Text:
Revised Understanding of Carbon Storage

The study’s findings suggest that current climate models have underestimated the annual uptake of carbon dioxide (CO2) by vegetation while overestimating the duration of time this carbon remains sequestered. Dr. Heather Graven, a Reader in Climate Physics at Imperial College, highlighted that plants are more productive than previously thought, absorbing CO2 at a higher rate. However, this increased uptake is coupled with a faster release of carbon back into the atmosphere, challenging the assumption that carbon remains locked in plants for extended periods.

This revelation calls into question the effectiveness of relying on forests and other plant-based solutions to draw down and store planet-warming CO2. Dr. Graven emphasized that while plants are crucial in mitigating climate change, their capacity to store carbon long-term is limited, underscoring the urgent need to reduce fossil fuel emissions to minimize climate change impacts.

Enhanced Plant Productivity and Carbon Cycling

Traditionally, the rate at which plants utilize CO2 to produce new tissues—Net Primary Productivity—has been estimated by extrapolating data from specific sites. However, the scarcity of comprehensive measurement sites has hindered accurate global calculations. The study employed radiocarbon (14C) data, a radioactive isotope of carbon, to provide new insights into global plant productivity and carbon cycling.

Excerpted records:

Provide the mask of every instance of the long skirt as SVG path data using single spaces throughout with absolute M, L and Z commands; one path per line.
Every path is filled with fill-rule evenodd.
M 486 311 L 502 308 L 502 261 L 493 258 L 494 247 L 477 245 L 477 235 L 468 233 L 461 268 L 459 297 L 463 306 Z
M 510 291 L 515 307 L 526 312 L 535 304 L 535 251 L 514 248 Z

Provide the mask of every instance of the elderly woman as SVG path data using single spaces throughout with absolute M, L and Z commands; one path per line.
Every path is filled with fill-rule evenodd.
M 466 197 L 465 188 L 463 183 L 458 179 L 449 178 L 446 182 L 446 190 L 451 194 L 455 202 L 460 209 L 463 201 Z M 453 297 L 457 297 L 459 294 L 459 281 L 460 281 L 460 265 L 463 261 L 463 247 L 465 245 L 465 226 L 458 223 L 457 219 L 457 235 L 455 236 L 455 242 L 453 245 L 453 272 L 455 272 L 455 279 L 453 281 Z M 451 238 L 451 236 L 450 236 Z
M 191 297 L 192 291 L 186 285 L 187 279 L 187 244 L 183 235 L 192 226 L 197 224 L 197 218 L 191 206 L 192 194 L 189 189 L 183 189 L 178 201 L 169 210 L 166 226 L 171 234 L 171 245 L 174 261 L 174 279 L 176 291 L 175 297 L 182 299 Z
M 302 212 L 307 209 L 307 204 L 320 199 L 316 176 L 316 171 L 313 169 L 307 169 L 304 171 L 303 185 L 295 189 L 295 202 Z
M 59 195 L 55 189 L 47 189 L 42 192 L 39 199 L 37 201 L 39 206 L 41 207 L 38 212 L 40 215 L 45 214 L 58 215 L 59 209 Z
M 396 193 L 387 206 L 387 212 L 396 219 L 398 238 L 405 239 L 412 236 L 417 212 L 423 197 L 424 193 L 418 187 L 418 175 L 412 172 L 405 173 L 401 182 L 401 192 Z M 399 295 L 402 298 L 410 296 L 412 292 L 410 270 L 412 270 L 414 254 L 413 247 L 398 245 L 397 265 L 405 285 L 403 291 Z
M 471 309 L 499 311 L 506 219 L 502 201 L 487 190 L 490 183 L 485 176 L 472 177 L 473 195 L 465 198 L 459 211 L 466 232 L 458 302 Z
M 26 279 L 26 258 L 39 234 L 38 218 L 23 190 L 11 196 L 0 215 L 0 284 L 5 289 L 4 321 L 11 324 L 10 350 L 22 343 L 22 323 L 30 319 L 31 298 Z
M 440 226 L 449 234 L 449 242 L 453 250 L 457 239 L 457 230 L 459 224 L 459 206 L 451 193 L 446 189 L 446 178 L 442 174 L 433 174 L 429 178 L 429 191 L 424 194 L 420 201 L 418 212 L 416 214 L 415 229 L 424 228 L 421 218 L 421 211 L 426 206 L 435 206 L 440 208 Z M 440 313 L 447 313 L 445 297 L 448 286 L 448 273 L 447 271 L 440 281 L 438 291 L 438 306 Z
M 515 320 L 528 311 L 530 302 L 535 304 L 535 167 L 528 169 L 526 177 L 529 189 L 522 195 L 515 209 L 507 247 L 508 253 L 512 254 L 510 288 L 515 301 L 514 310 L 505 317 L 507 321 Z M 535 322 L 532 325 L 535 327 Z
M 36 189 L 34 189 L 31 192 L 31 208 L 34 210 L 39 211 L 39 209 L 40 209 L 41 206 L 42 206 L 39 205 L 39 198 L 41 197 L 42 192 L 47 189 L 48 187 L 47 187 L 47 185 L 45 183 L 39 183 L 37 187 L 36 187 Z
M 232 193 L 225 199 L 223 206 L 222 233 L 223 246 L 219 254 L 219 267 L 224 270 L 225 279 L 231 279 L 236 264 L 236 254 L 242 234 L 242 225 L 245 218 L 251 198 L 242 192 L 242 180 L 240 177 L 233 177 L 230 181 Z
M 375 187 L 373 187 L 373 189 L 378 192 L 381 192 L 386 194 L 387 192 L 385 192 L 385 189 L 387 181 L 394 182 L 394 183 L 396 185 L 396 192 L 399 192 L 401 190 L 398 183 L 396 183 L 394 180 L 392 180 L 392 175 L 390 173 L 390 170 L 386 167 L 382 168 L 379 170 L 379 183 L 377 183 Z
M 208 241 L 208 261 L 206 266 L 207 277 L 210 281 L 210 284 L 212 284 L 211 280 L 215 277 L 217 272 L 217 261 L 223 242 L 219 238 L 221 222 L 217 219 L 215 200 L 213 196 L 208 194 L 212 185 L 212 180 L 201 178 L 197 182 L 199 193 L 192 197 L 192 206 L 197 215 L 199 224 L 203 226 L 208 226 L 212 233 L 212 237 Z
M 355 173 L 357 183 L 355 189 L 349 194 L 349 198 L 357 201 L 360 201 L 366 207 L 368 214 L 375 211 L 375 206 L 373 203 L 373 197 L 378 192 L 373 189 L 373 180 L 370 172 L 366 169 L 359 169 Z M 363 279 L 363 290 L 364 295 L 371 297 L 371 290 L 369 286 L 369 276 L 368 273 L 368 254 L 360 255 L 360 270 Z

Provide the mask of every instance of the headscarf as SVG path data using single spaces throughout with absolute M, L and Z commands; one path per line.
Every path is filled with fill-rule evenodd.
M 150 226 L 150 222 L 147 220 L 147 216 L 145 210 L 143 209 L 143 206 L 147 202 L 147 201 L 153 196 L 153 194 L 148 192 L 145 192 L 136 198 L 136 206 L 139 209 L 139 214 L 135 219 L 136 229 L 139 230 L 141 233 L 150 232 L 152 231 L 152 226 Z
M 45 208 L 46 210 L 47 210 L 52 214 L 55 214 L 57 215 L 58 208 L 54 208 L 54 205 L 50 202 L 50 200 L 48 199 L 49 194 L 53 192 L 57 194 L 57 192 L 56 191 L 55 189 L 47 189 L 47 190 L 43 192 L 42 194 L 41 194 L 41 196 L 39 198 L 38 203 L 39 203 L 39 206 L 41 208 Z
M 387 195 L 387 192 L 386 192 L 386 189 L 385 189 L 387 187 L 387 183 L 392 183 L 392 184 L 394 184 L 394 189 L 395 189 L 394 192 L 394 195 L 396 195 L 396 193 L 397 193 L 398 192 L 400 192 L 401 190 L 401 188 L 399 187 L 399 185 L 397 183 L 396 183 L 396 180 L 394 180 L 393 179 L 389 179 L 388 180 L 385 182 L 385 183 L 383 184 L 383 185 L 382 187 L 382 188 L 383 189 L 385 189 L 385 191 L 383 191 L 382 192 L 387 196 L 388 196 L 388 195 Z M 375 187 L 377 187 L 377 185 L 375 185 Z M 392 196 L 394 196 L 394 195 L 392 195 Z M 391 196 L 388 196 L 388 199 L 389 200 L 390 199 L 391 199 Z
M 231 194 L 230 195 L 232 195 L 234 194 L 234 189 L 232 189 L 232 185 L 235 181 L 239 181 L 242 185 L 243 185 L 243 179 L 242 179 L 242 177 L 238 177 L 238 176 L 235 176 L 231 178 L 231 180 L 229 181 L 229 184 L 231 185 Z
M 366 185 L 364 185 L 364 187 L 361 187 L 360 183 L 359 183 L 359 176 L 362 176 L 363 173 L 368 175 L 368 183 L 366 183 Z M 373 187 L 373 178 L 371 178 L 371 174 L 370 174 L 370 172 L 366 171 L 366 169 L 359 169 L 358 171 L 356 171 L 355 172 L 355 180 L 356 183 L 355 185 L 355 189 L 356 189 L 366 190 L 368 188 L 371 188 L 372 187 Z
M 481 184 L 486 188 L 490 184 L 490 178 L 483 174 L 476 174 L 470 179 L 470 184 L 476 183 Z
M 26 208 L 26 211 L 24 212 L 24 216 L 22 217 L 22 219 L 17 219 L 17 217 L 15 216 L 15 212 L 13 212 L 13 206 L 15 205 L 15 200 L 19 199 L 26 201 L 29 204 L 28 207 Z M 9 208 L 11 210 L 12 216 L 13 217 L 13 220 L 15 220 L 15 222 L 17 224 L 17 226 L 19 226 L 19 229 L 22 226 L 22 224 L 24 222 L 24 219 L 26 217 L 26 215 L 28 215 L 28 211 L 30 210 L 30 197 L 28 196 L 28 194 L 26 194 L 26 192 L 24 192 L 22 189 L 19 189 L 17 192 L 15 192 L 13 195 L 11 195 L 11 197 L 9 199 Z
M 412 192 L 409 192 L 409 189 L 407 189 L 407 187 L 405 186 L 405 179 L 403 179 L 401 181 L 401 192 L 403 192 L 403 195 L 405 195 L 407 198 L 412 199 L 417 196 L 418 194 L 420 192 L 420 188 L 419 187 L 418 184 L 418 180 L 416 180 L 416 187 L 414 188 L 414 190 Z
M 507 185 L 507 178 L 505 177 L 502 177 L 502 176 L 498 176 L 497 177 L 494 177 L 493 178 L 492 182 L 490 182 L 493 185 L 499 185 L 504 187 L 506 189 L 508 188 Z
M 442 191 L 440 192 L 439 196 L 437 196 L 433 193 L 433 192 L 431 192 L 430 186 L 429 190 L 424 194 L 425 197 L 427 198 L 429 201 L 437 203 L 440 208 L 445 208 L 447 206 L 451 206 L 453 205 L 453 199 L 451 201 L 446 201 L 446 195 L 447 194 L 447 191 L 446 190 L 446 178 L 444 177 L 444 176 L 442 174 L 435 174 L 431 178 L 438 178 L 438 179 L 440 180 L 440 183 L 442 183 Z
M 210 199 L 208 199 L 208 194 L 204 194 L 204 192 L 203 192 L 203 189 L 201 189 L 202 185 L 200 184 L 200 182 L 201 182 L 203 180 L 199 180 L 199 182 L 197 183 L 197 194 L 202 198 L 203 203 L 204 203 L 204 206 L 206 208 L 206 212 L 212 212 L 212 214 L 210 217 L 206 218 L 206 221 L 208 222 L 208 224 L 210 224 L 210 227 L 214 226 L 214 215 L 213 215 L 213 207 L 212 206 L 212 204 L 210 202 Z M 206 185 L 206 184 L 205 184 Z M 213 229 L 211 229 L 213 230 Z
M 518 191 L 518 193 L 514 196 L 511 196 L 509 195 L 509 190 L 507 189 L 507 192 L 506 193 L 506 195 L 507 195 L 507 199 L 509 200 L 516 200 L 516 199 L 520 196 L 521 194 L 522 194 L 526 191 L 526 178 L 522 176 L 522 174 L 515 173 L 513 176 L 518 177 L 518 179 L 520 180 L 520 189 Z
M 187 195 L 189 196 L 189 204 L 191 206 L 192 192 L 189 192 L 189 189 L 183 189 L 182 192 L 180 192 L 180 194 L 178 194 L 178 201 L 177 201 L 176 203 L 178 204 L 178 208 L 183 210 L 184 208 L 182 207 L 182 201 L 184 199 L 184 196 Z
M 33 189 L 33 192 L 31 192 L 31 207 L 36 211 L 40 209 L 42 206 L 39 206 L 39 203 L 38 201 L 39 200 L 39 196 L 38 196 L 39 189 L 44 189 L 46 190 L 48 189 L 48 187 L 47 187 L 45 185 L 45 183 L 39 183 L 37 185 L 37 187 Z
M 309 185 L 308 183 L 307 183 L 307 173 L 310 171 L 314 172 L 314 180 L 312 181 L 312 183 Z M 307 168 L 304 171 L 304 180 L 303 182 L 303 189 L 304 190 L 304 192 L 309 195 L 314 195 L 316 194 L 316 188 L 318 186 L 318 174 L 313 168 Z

Work to complete: Carry on the article about how plants take up and store carbon, starting right after its last sentence.

Exercise output:
Since the early 1900s, plant productivity has been on the rise, with plants currently absorbing more CO2 than they release. Approximately 30% of human-induced CO2 emissions are stored annually in plants and soils, playing a crucial role in reducing climate change impacts. Despite this, the mechanisms and stability of this carbon storage remain poorly understood. Using radiocarbon data from the post-atomic bomb testing era in the 1960s allowed researchers to better track how quickly carbon moves from the atmosphere into vegetation and its subsequent fate.

Implications for Climate Models

The study’s results demonstrate that widely used models overestimate the storage duration of carbon in plants while underestimating their productivity. Dr. Charles Koven from Lawrence Berkeley National Laboratory noted that the historical observations from the 1960s, a unique period following peak atmospheric nuclear testing, revealed faster plant growth than current models suggest. This indicates a more rapid cycling of carbon between the atmosphere and biosphere than previously believed, necessitating adjustments in climate models to accurately reflect this dynamic.

Co-author Dr. Will Wieder from the National Center for Atmospheric Research stressed the importance of refining our understanding of historical land carbon uptake to improve future climate projections. The study highlights the value of radiocarbon measurements in decoding the complexities of the biosphere’s role in climate regulation.

The findings of this study underline the necessity of re-evaluating the potential of nature-based carbon removal projects and enhancing our theoretical models to better predict and mitigate climate change. As global efforts to combat climate change intensify, this research provides critical insights that can inform more effective strategies and policies.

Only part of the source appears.